* [Natural language region descriptions]
======

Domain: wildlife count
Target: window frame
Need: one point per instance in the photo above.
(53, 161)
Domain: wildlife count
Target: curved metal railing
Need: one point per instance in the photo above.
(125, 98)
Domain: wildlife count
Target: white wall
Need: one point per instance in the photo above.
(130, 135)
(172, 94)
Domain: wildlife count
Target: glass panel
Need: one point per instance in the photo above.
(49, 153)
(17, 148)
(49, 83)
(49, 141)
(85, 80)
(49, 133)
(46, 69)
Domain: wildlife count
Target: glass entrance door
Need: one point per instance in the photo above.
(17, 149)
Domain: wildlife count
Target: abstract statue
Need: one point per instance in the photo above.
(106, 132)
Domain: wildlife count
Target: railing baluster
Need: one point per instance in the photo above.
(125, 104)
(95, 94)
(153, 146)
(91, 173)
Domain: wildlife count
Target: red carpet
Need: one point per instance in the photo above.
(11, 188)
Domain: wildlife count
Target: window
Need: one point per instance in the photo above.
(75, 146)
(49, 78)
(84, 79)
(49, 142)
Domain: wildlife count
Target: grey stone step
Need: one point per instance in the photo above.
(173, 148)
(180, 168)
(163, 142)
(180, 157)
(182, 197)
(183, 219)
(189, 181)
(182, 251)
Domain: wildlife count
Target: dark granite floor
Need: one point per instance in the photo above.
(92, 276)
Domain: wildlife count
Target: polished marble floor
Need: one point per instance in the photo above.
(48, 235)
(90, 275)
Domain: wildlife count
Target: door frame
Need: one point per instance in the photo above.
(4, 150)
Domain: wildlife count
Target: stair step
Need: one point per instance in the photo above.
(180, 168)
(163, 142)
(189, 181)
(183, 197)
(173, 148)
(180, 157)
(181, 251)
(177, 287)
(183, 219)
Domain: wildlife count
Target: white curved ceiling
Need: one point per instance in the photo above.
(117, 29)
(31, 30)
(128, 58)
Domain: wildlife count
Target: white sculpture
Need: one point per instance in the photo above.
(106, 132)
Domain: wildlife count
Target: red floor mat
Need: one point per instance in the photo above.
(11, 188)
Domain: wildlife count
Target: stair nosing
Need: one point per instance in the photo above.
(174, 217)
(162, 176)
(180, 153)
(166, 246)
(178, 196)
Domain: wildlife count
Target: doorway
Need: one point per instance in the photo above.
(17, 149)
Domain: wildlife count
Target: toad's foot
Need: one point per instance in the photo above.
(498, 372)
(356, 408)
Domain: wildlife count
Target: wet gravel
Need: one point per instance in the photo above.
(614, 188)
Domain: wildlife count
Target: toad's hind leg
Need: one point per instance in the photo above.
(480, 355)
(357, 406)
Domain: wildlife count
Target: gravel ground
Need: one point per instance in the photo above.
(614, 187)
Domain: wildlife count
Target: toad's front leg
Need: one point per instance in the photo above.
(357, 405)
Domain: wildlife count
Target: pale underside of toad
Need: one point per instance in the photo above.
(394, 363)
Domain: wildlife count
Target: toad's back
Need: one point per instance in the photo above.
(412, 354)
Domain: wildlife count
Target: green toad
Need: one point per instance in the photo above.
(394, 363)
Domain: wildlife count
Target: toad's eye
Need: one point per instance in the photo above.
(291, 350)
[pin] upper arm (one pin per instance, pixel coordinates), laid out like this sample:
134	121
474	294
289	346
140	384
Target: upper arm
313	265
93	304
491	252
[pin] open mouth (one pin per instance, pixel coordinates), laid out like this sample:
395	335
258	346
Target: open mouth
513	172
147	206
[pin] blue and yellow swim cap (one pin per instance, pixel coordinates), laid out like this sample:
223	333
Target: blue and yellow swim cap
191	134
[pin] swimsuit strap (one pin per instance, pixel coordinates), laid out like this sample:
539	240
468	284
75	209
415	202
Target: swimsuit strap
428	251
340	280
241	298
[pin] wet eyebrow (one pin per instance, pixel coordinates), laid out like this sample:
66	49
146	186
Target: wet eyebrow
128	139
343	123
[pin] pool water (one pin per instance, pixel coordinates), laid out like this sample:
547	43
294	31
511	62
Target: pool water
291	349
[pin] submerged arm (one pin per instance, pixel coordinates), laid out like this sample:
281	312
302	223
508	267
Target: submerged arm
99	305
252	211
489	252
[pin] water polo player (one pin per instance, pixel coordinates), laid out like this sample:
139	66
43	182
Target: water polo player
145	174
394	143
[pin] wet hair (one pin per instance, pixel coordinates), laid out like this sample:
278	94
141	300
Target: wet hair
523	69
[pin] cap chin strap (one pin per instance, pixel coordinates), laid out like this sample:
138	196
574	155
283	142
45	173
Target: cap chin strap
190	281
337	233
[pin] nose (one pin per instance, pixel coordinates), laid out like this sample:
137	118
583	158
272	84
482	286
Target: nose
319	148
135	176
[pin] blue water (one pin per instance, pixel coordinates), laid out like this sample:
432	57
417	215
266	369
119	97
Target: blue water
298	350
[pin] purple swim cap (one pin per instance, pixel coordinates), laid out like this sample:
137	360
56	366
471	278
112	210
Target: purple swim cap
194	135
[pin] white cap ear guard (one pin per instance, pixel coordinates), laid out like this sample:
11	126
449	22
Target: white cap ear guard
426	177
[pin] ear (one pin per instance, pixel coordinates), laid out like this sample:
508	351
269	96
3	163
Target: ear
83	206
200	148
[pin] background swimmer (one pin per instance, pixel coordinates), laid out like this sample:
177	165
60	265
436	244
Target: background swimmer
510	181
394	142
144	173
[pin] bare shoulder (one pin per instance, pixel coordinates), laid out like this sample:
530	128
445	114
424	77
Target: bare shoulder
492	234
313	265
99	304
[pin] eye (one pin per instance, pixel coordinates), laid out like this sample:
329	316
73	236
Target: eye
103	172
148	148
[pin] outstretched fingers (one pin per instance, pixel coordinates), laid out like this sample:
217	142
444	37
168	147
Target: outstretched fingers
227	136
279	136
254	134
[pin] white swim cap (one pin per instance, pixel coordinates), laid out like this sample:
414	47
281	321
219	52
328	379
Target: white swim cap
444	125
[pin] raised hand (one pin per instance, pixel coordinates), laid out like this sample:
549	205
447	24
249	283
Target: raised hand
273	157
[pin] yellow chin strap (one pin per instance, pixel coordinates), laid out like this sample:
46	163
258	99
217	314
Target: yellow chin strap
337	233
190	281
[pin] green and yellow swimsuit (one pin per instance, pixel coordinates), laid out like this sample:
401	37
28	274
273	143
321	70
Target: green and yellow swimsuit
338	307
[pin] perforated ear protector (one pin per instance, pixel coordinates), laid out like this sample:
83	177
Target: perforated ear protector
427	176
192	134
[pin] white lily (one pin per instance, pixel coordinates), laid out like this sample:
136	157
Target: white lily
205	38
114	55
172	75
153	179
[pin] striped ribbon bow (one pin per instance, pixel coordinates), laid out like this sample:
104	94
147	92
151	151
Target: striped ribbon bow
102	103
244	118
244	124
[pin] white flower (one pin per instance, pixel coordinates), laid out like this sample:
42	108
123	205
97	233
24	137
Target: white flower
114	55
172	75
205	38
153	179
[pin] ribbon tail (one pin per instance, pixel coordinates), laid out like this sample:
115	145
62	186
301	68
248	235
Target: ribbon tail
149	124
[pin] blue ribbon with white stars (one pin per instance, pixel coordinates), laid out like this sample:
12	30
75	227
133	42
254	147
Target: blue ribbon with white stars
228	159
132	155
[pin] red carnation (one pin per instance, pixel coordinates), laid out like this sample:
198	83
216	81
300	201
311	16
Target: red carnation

======

* [WHAT THE EXERCISE ASKS]
Determine how many lines above hold the word "carnation", then give only that number.

* [RESPONSE BOX]
2